■ Directive
Render this sentence from the forum thread below in Spanish: "It is not recommended when you can not guarantee that a hash will be unique."

■ Text
I understand that "hash is not the key" but what is wrong with "the key is a hash"?
Or did you mean I should correct it in such a way: $arrayIterator[(string) $key->integerId] = $value?
@rtheunissen thank you for your replies, it was interesting and informative to read them 👍
ArrayIterator can do this, why Collection cannot? This is because arrays are copy-on-write/persistent and ext-ds structures do not support this yet.
fyi, i've just got to know, that in php 7.3 ArrayIterator has a bug and cannot do this too. e.g.: https://3v4l.org/Ft0Dh
Output for 7.3.0 - 7.3.4
15: valid(): bool(false)
16: current(): NULL
17: offsetSet(5, 5): NULL
18: valid(): bool(true)
19: current(): UNKNOWN:0
Notice: Undefined variable: s in /in/2Aelr on line 5
20: :
after returning an undefined value on current() call, it stops the iteration even though i append new values
@githubeing Please create a report on bugs.php.net. That UNKNOWN:0 is definitely a bug.
@githubeing
I understand that "hash is not the key" but what is wrong with "the key is a hash"?
In your specific case, it seems like the hash is unique so could be used as a key, sure. It is not recommended when you can not guarantee that a hash will be unique.
@githubeing if you use a generator rather than an IteratorIterator and you clone the structure before you iterate it, does that solve your use case? I know that can be an expensive operation (the clone every time), but it may carry you until we implement an improvement around iteration.
@githubeing Please create a report on bugs.php.net. That UNKNOWN:0 is definitely a bug.
i've done: https://bugs.php.net/bug.php?id=77903
you may vote for it if you want btw

■ Supplied information
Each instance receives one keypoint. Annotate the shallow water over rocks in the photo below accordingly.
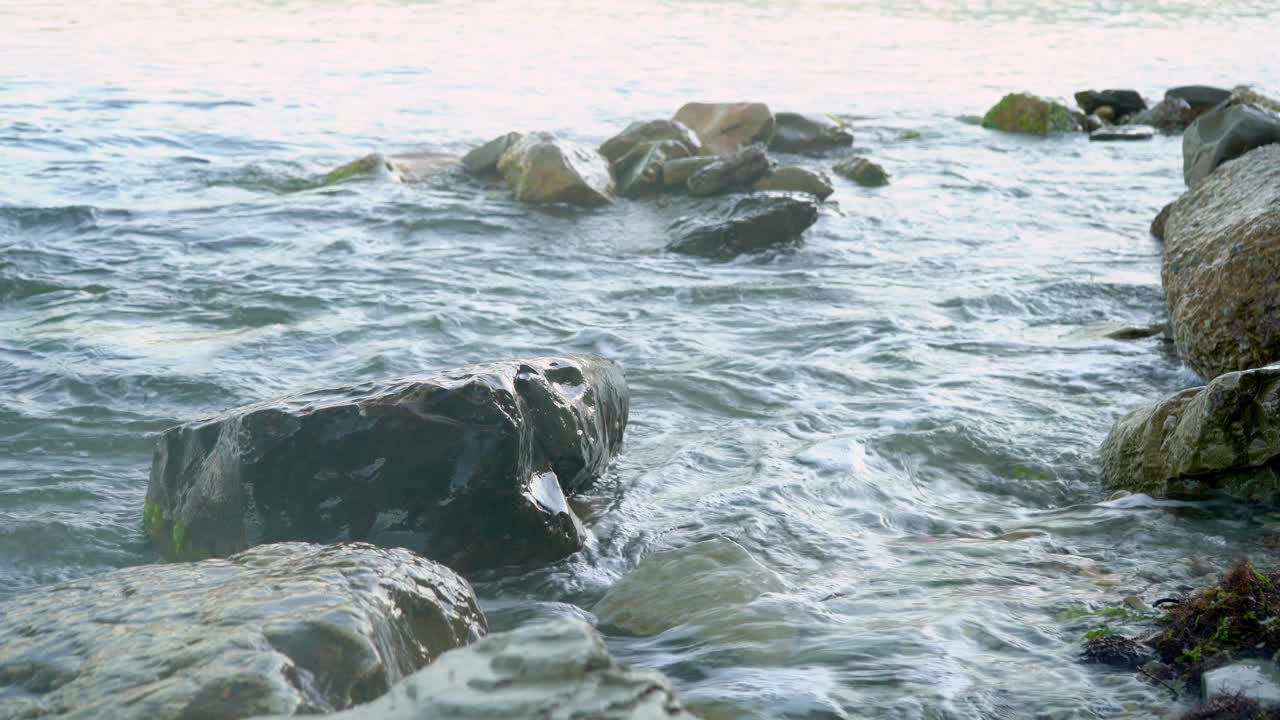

■ In response
No se recomienda cuando no se puede garantizar que un hash sea único.